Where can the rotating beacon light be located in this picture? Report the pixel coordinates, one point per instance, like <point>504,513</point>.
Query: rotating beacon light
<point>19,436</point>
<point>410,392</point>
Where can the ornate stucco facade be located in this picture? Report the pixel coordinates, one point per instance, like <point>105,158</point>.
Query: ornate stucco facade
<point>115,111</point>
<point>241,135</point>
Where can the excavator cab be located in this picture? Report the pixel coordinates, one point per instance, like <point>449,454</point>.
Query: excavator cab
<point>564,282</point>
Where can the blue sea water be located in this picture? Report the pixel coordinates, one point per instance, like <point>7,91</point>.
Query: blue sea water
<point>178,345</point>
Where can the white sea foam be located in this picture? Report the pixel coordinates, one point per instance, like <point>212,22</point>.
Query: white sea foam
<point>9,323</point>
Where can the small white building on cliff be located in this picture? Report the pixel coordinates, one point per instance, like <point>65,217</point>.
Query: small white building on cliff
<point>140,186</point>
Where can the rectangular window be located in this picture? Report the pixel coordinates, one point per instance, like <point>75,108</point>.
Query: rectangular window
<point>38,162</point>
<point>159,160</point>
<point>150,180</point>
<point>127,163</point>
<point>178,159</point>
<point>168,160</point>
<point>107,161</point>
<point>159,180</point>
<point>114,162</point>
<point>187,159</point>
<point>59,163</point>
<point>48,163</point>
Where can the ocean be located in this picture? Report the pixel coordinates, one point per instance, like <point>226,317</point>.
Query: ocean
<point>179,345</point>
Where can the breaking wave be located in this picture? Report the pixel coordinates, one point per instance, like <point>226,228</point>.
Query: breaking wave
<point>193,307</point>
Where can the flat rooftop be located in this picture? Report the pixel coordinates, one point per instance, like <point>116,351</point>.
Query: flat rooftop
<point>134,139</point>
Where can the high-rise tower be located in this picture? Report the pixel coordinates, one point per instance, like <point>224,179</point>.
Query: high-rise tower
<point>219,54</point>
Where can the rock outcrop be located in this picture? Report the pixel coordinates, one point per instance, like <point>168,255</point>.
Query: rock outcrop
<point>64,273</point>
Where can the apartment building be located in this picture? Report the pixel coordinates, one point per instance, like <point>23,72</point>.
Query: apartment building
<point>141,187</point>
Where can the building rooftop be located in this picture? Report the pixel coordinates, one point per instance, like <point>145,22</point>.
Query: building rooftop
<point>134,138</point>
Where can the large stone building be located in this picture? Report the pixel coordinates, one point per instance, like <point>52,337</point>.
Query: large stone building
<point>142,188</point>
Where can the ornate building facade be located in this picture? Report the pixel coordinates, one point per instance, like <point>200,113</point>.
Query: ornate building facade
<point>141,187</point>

___

● How to complete this task
With the line containing "Query: high-rise tower" as the first and the last line of the data as the final one, copy every line between them exactly, those two included.

● Exercise answer
Query: high-rise tower
<point>219,54</point>
Where can the rock outcrop be located in this picture? Report the pixel coordinates, one point per instance, like <point>168,255</point>.
Query: rock outcrop
<point>64,273</point>
Where can the apartment building be located in this picture? Report the pixel coordinates, one point per instance, like <point>23,72</point>.
Query: apartment building
<point>141,187</point>
Where can the building rooftop be located in this picture? Report the pixel coordinates, one point per instance, like <point>145,22</point>.
Query: building rooftop
<point>134,138</point>
Where can the large stone building be located in this picture? Report the pixel coordinates, one point per instance, like <point>52,337</point>.
Query: large stone building
<point>142,188</point>
Where can the ornate building facade be located in this picture? Report the pixel coordinates, one point per instance, like <point>200,113</point>.
Query: ornate building facade
<point>141,187</point>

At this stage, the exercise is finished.